▸ 原文
============================================================
ベトナム戦争で散った命を称えたいという思いが伝わる、人間ドラマ。ベトナム帰還兵は不遇に沈むことも多く、こういう作品の存在意義は深い。名優たちの競演と監督の思い、そして本作のキーパーソン、ピッツェンバーガー兵士の任務についても触れていきたい。
あらすじ
『キャプテン・アメリカ』『アベンジャーズ』シリーズのセバスチャン・スタンが主演を務め、ベトナム戦争で多くの兵士の命を救った実在の米空軍兵ウィリアム・H・ピッツェンバーガーの知られざる真実を描く社会派ドラマ。1999年、アメリカ。空軍省のハフマンは、30年以上も請願されてきたある兵士の名誉勲章授与について調査を開始する。1966年、空軍落下傘救助隊のピッツェンバーガーはベトナムで敵の奇襲を受けて孤立した陸軍中隊の救助に向かうが、激戦のためヘリが降下できず、その身ひとつで地上へ降りて救出活動にあたる。しかし彼自身は銃弾に倒れ、帰らぬ人となる。ハフマンは当時ピッツェンバーガーに救助された退役軍人たちから証言を集めるうちに、彼の名誉勲章授与を阻み続けた陰謀を知ることに…。共演にはクリストファー・プラマー、ウィリアム・ハート、サミュエル・L・ジャクソンら豪華キャストが集結。名優ピーター・フォンダの遺作となった。監督・脚本は『ファントム 開戦前夜』『ロンリーハート』のトッド・ロビンソン。
============================================================
コレクション項目:
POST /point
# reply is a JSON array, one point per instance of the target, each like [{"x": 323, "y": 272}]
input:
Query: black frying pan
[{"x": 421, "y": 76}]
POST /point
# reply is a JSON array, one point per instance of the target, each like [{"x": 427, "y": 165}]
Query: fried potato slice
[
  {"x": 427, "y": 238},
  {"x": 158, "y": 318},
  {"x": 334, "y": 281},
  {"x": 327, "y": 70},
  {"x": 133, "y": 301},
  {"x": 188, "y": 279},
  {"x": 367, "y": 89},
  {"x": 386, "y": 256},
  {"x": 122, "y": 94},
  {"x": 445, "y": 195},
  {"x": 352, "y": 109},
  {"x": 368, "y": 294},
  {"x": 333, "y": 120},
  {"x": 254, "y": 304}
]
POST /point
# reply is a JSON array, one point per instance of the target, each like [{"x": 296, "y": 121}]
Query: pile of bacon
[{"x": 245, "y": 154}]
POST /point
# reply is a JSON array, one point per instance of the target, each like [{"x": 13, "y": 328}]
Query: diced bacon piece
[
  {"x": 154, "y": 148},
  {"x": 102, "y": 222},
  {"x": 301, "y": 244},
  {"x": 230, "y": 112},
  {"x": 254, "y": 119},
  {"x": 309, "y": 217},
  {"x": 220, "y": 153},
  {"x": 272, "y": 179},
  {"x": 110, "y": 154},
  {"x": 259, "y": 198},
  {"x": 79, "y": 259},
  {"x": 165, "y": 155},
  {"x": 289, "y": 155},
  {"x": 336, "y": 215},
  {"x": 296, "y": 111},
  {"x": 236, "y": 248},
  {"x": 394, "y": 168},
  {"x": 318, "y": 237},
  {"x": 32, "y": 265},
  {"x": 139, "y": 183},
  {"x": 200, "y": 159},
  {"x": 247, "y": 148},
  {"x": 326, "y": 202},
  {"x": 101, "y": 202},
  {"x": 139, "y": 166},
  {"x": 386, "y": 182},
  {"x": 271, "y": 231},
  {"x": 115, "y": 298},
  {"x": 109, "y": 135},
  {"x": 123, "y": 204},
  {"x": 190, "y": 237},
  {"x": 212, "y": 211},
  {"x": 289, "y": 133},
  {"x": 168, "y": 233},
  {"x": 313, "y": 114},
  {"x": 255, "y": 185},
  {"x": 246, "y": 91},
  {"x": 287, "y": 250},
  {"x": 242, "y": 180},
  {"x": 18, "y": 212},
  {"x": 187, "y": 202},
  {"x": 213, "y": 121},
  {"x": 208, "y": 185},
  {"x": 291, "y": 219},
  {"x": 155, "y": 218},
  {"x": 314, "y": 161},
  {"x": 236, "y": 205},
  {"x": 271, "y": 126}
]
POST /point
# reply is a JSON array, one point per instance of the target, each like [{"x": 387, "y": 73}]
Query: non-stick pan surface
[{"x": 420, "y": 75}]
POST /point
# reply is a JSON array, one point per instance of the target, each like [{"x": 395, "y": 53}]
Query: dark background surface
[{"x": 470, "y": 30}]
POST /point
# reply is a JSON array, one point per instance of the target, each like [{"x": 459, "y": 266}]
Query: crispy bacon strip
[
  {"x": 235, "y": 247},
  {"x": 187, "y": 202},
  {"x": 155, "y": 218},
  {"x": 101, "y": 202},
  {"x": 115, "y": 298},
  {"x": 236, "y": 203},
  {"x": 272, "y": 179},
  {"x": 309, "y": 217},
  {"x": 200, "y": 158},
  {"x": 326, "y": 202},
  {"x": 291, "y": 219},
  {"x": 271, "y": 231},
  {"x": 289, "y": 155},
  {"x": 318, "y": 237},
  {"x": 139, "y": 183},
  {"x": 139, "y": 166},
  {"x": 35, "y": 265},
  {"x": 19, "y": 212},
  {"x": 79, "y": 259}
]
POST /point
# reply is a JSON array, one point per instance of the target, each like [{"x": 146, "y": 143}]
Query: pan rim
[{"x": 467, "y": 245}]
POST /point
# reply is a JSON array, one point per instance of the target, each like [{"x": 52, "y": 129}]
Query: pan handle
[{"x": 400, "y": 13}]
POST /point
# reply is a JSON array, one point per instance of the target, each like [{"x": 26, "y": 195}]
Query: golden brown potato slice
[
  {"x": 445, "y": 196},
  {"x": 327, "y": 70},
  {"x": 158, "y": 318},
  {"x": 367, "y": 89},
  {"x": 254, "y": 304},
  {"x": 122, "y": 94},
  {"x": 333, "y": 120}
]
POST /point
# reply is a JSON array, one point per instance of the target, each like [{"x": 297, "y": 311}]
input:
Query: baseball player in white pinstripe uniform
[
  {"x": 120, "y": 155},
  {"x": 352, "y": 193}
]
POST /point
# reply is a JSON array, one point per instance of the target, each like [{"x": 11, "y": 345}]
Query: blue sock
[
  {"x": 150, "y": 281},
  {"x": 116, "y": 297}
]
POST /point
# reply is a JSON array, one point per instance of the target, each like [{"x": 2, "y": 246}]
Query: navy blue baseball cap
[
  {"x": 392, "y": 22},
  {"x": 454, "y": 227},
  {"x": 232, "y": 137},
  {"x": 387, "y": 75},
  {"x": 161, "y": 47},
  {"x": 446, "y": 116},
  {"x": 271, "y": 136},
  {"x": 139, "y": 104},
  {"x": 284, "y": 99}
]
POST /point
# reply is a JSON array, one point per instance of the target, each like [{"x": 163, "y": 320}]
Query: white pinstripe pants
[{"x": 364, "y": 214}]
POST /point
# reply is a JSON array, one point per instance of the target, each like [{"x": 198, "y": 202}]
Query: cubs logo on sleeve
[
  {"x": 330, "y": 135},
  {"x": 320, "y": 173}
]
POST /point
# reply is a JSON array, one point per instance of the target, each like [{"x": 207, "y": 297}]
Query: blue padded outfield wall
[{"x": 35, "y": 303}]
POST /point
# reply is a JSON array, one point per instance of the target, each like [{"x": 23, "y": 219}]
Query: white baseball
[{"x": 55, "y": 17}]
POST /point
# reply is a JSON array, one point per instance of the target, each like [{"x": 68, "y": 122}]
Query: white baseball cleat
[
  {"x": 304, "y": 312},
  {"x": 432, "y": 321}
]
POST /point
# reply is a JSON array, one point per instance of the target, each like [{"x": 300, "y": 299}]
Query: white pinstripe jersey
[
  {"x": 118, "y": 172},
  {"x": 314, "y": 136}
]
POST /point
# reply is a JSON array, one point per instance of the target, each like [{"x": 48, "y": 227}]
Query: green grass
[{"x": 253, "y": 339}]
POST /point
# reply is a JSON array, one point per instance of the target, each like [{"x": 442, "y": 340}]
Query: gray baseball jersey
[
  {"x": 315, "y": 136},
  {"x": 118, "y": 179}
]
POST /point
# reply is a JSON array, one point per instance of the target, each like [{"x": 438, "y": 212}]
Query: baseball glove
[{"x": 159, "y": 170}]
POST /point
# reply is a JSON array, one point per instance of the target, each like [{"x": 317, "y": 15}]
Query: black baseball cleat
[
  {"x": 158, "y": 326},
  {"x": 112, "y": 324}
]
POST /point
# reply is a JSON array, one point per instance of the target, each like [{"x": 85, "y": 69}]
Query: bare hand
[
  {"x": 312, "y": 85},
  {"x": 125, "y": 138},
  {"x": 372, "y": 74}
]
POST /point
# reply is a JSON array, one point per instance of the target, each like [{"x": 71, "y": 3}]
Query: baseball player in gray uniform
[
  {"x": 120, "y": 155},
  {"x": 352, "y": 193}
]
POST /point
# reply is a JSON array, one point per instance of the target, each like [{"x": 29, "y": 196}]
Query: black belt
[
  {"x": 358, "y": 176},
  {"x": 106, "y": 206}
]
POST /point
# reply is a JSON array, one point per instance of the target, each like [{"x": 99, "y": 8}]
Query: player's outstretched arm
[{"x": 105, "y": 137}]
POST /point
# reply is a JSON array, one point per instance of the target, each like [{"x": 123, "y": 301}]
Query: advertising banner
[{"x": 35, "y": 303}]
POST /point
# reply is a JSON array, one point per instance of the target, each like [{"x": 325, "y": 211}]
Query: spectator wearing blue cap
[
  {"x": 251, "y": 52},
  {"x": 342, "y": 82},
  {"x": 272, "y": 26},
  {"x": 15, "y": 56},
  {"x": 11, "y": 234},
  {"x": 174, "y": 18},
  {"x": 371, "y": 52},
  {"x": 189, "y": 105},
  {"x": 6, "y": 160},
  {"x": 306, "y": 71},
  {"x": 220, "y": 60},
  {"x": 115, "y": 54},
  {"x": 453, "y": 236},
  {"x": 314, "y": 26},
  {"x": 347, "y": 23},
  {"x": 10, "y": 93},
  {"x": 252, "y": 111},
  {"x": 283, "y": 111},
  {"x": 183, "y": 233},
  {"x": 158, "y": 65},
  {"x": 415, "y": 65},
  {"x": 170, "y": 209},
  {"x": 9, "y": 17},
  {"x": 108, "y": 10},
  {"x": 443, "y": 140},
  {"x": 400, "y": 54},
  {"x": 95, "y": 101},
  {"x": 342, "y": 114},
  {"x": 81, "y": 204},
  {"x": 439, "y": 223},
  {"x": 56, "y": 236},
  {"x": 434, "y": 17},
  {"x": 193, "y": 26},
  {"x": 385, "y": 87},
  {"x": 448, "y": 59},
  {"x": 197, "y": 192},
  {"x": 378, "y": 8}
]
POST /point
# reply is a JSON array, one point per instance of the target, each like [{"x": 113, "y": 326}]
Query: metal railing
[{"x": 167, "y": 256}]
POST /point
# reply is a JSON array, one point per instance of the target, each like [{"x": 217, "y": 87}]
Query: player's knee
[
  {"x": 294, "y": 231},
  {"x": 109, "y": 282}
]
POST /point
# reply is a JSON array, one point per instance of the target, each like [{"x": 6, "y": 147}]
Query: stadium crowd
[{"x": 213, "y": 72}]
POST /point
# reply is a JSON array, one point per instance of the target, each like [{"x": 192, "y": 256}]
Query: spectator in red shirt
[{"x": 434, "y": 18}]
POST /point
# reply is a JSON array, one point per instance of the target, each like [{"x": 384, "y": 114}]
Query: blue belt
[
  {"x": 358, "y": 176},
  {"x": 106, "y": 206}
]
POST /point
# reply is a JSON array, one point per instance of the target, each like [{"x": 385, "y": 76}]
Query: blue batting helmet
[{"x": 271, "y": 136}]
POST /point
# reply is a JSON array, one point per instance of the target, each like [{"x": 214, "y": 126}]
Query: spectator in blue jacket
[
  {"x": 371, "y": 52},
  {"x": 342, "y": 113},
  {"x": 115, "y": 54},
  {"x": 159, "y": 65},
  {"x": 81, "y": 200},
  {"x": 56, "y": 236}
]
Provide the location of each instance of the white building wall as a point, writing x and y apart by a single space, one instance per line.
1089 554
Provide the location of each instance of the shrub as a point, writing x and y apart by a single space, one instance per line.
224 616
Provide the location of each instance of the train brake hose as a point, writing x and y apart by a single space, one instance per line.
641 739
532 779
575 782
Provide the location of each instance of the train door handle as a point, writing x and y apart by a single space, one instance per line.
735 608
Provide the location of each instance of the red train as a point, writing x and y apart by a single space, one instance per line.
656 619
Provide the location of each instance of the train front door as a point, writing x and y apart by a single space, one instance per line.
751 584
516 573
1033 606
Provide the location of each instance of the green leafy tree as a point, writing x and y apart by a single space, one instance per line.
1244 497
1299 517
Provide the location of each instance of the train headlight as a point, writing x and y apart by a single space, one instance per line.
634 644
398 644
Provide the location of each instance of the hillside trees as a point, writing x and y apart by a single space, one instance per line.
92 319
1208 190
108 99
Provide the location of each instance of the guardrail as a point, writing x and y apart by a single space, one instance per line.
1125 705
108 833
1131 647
============================================================
▸ 課題一覧
A. 原文によると、本作が遺作となった俳優は誰か。
B. 原文の「ベトナム戦争で散った命を称え」から「ート』のトッド・ロビンソン。」までをすべて書き写せ。

▸ 課題別の解答
A. ピーター・フォンダ

B.
ベトナム戦争で散った命を称えたいという思いが伝わる、人間ドラマ。ベトナム帰還兵は不遇に沈むことも多く、こういう作品の存在意義は深い。名優たちの競演と監督の思い、そして本作のキーパーソン、ピッツェンバーガー兵士の任務についても触れていきたい。
あらすじ
『キャプテン・アメリカ』『アベンジャーズ』シリーズのセバスチャン・スタンが主演を務め、ベトナム戦争で多くの兵士の命を救った実在の米空軍兵ウィリアム・H・ピッツェンバーガーの知られざる真実を描く社会派ドラマ。1999年、アメリカ。空軍省のハフマンは、30年以上も請願されてきたある兵士の名誉勲章授与について調査を開始する。1966年、空軍落下傘救助隊のピッツェンバーガーはベトナムで敵の奇襲を受けて孤立した陸軍中隊の救助に向かうが、激戦のためヘリが降下できず、その身ひとつで地上へ降りて救出活動にあたる。しかし彼自身は銃弾に倒れ、帰らぬ人となる。ハフマンは当時ピッツェンバーガーに救助された退役軍人たちから証言を集めるうちに、彼の名誉勲章授与を阻み続けた陰謀を知ることに…。共演にはクリストファー・プラマー、ウィリアム・ハート、サミュエル・L・ジャクソンら豪華キャストが集結。名優ピーター・フォンダの遺作となった。監督・脚本は『ファントム 開戦前夜』『ロンリーハート』のトッド・ロビンソン。